◆ Texte choisi:
+===+
Le conseil général décide, par délibération en date du 20 décembre 1862 la construction de l’asile de Ville-Évrard, dont les terres et le domaine du même nom sont acquis par le département de la Seine en 1863. L’architecte Paul Eugène Lequeux en dessine les plans. Le premier patient est admis le 29 janvier 1868. Cette première année, l’asile de Ville-Évrard reçoit 716 malades.
De plan symétrique avec une organisation pavillonnaire et un regroupement des services généraux sur un axe central, il répond au principe de séparation des sexes et de classification thérapeutique des malades : les travailleurs, les tranquilles, l’infirmerie, les gâteux, les demi-agités et les agités.
Jusqu’en 1884, le personnel soignant est essentiellement composé d’une quarantaine de religieuses de la congrégation de Saint-Joseph de Bourg. En 1885, le personnel se laïcise et Ville-Évrard se dote d’une école départementale d’infirmiers. Quelques années plus tard, en 1888, la fonction de médecin-directeur se dissocie en deux fonctions distinctes.
Face au manque à gagner d’une population aisée, dirigée vers des institutions privées, le conseil général de la Seine vote la création d’un établissement destiné à recevoir des patients payants. Le 10 mars 1875, le pensionnat de Ville-Évrard est inauguré. Ce sont les architectes Lequeux et Marechal qui en conçoivent les plans. Ceux-ci comprennent six pavillons, situés, en fonction des sexes, de part et d’autres de l’ancien château, lui-même reconverti en pavillon d’hospitalisation. Devant l’afflux des demandes d’admission, le pensionnat est agrandi en 1880 de quatre pavillons supplémentaires, deux pavillons cellulaires, une cuisine et des bains. Ces édifices, dus à l’architecte Marechal, s’inscrivent dans une même unité architecturale de sobriété et de symétrie. Enfin, entre 1902 et 1907, sont construits les deux derniers pavillons dits de traitement continu et dessinés par l’architecte Raphaël Loiseau.
+===+
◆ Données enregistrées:
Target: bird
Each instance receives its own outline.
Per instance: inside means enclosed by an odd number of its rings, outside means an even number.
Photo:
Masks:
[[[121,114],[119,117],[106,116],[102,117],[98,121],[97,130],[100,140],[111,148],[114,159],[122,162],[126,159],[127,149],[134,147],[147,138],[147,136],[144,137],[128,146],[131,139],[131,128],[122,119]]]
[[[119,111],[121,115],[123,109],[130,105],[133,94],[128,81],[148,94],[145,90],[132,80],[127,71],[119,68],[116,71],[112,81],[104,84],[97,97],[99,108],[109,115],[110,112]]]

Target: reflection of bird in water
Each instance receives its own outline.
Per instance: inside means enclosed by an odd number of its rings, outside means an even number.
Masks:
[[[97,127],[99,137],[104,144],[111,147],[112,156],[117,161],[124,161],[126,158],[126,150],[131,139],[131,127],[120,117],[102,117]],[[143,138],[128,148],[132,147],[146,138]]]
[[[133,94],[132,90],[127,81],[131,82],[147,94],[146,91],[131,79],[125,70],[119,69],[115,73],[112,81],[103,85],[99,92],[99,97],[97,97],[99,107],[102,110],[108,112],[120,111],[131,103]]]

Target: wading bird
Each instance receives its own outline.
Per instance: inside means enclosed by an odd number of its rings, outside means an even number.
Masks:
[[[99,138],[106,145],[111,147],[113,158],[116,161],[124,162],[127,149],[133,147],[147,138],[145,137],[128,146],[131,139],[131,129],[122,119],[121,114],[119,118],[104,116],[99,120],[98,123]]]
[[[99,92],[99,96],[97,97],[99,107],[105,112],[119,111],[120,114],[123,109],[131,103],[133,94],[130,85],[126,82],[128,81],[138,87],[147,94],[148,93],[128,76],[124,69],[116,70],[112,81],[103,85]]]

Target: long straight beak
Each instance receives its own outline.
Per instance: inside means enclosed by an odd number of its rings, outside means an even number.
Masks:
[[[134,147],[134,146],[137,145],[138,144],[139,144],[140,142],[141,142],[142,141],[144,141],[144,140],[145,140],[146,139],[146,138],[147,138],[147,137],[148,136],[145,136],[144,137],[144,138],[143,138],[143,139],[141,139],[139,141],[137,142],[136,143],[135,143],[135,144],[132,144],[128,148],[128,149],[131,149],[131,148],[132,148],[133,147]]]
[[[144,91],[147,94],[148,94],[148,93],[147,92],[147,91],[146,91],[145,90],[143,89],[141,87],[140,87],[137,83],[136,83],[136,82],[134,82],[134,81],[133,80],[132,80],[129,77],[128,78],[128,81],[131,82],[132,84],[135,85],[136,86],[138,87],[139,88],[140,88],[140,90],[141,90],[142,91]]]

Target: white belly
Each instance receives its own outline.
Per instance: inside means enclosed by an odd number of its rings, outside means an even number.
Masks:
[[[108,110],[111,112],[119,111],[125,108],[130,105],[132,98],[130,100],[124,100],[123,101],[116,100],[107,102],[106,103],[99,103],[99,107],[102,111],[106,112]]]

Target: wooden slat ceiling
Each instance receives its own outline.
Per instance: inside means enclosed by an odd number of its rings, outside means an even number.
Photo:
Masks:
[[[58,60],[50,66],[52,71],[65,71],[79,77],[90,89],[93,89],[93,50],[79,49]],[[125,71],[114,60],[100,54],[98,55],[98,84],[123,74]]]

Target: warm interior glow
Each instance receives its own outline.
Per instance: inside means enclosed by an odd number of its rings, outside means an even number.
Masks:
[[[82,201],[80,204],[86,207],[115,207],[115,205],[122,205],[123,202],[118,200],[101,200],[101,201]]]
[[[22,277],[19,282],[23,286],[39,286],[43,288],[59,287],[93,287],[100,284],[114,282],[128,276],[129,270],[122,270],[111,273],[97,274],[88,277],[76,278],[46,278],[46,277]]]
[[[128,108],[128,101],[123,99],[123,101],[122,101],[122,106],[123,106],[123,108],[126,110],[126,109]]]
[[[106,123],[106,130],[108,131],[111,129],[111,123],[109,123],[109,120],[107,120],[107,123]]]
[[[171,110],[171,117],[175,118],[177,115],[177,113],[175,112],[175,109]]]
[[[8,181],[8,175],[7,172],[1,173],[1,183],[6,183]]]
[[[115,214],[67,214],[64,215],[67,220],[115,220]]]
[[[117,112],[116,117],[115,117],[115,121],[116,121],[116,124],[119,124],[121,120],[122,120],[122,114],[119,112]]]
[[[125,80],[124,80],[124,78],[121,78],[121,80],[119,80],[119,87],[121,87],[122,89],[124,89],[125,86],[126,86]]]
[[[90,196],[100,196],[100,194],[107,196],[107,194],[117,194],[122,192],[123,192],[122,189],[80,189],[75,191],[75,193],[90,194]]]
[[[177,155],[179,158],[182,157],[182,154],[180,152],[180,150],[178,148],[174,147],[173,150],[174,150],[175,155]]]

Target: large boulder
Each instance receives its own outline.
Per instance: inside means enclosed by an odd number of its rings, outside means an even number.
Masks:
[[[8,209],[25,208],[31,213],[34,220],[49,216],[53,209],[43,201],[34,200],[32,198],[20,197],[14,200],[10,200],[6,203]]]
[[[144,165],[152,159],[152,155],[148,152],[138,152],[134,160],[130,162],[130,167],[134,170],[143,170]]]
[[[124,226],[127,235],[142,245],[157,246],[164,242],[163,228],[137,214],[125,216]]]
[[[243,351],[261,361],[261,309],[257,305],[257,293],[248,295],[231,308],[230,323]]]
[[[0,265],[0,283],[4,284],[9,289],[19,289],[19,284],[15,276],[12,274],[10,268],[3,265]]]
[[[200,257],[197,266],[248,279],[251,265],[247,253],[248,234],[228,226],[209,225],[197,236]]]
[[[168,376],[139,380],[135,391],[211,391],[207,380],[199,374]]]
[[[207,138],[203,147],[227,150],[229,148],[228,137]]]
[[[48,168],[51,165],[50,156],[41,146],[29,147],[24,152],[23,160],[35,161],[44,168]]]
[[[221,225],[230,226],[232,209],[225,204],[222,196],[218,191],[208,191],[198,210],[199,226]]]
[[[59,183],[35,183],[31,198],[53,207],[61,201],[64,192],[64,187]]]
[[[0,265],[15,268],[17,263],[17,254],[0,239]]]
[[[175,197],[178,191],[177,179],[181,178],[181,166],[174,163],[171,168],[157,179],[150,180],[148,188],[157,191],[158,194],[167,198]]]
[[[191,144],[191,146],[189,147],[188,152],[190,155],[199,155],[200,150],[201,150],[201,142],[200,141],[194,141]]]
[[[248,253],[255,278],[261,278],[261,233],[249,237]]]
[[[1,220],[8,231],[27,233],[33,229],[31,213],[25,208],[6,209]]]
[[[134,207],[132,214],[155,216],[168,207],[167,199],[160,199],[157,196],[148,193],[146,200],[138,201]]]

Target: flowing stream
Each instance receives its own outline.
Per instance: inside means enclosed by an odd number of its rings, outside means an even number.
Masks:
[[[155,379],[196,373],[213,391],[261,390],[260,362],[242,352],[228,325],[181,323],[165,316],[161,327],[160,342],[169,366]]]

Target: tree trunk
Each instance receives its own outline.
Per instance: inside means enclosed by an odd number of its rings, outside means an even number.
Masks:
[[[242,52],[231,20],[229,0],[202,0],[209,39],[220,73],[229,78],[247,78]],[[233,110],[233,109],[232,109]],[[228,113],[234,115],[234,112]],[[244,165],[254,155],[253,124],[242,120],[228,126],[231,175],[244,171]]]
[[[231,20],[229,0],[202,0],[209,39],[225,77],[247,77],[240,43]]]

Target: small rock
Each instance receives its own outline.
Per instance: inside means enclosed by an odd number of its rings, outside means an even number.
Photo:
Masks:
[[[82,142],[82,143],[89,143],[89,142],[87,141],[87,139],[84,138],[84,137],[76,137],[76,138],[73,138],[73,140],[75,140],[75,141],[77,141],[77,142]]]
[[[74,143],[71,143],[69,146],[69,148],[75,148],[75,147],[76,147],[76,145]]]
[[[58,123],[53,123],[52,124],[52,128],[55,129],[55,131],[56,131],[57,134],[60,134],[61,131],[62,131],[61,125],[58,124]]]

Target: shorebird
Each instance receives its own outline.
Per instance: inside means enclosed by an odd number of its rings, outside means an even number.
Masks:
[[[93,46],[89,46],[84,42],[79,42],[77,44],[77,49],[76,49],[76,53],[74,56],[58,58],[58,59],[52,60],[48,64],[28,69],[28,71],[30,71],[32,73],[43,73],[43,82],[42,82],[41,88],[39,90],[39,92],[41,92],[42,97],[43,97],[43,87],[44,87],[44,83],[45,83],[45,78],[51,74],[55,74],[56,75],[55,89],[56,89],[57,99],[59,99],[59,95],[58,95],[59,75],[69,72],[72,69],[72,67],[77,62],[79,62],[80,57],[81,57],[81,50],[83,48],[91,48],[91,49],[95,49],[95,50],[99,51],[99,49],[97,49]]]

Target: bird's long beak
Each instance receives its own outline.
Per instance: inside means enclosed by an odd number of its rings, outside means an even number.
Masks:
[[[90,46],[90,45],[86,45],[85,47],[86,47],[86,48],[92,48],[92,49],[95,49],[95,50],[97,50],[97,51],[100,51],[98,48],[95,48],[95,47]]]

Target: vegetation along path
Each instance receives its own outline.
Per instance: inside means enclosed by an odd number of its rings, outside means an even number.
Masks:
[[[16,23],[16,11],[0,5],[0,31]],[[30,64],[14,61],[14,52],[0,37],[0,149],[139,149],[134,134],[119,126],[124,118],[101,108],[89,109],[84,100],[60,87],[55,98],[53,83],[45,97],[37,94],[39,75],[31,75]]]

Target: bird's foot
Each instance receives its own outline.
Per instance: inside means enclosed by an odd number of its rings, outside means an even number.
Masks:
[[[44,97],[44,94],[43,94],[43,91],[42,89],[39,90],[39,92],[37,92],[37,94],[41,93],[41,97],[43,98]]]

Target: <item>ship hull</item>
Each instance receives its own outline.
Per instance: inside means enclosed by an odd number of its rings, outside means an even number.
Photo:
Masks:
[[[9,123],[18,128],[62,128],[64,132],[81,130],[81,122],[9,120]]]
+===+
◆ Tâche à réaliser: Résumez en deux phrases le texte sur l'asile de Ville-Évrard.

◆ Réponse à l'exercice: Décidé par le conseil général en décembre 1862 et dessiné par l'architecte Paul Eugène Lequeux, l'asile de Ville-Évrard admet son premier patient le 29 janvier 1868 et reçoit 716 malades cette première année. Son personnel soignant, d'abord composé de religieuses, se laïcise en 1885, et un pensionnat pour patients payants, inauguré le 10 mars 1875, est agrandi en 1880 puis complété entre 1902 et 1907.